▶ TASK TO COMPLETE:
Read each of the lines below and tally those with "black"; the tally is the whole answer.

Region pointing data:
____

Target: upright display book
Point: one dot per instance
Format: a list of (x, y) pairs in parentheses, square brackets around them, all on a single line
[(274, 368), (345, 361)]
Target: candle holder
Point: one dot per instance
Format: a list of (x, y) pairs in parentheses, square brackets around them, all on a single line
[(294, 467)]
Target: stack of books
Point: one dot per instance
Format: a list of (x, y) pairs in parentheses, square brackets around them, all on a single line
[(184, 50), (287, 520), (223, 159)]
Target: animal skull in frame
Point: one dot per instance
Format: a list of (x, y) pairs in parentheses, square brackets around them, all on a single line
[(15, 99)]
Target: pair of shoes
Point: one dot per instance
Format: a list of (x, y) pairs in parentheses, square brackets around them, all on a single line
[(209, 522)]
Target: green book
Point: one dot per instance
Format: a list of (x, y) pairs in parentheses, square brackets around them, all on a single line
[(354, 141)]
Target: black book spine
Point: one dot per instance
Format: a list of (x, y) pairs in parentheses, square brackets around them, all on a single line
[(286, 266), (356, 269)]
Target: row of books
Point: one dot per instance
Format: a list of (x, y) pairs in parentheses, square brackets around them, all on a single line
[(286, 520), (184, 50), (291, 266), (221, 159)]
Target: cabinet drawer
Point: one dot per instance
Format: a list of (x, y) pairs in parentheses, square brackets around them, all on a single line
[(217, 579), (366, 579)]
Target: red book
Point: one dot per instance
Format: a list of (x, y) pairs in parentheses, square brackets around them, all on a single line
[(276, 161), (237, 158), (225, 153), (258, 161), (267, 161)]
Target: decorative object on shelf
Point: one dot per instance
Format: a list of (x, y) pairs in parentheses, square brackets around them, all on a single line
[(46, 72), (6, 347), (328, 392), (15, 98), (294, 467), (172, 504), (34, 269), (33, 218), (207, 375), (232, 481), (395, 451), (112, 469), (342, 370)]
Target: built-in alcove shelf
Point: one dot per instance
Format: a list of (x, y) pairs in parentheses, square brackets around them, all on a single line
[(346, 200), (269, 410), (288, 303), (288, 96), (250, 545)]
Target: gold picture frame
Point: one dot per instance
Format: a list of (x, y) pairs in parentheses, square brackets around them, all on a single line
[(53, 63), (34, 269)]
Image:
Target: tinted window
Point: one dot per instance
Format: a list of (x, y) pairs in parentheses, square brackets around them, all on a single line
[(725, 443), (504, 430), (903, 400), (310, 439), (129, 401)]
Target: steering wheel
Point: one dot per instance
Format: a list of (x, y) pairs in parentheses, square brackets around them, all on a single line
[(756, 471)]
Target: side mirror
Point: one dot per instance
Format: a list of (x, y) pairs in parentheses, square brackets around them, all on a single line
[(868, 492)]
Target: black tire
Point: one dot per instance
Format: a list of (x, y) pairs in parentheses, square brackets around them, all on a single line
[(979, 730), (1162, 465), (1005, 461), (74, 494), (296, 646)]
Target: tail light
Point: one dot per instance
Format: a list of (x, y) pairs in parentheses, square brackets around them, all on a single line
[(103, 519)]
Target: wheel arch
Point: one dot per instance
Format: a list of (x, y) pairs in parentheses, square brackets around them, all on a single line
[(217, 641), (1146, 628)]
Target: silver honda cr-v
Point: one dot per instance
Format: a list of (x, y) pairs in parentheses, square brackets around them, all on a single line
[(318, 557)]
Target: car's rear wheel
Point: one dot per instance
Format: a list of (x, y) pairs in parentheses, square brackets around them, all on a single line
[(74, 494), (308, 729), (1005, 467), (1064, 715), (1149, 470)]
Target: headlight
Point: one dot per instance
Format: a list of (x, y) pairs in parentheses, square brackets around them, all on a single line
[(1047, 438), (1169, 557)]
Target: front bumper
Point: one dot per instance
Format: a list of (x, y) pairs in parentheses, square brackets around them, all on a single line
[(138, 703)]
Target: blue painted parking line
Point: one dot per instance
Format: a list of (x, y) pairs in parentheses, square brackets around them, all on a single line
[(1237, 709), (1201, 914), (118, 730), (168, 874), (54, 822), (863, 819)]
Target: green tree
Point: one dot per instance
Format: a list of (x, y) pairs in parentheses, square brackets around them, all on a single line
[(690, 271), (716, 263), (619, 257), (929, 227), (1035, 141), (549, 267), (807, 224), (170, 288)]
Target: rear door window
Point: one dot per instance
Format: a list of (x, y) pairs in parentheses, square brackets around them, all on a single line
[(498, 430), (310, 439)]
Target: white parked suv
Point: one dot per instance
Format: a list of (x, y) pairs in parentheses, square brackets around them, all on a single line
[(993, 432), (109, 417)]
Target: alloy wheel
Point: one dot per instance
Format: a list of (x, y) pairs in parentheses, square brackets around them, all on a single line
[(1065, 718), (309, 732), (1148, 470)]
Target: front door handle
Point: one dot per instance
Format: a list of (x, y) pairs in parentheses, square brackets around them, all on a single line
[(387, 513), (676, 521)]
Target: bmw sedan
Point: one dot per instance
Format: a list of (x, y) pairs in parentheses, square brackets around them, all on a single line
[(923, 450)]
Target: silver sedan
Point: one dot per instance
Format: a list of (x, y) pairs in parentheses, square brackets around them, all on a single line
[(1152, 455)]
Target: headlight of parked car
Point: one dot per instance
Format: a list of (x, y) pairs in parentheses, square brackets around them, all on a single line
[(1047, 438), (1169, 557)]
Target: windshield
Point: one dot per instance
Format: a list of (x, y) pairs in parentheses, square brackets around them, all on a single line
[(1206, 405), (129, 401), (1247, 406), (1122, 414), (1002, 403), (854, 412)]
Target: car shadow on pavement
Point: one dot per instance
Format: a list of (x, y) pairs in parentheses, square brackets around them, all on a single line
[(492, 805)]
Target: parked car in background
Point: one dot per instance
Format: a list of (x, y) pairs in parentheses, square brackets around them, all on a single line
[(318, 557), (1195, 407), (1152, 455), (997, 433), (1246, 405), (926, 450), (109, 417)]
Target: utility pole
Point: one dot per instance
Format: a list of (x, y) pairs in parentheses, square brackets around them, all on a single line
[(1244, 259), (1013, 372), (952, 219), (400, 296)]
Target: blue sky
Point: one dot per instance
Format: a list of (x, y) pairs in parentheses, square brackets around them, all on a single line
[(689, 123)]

____

▶ ANSWER AREA:
2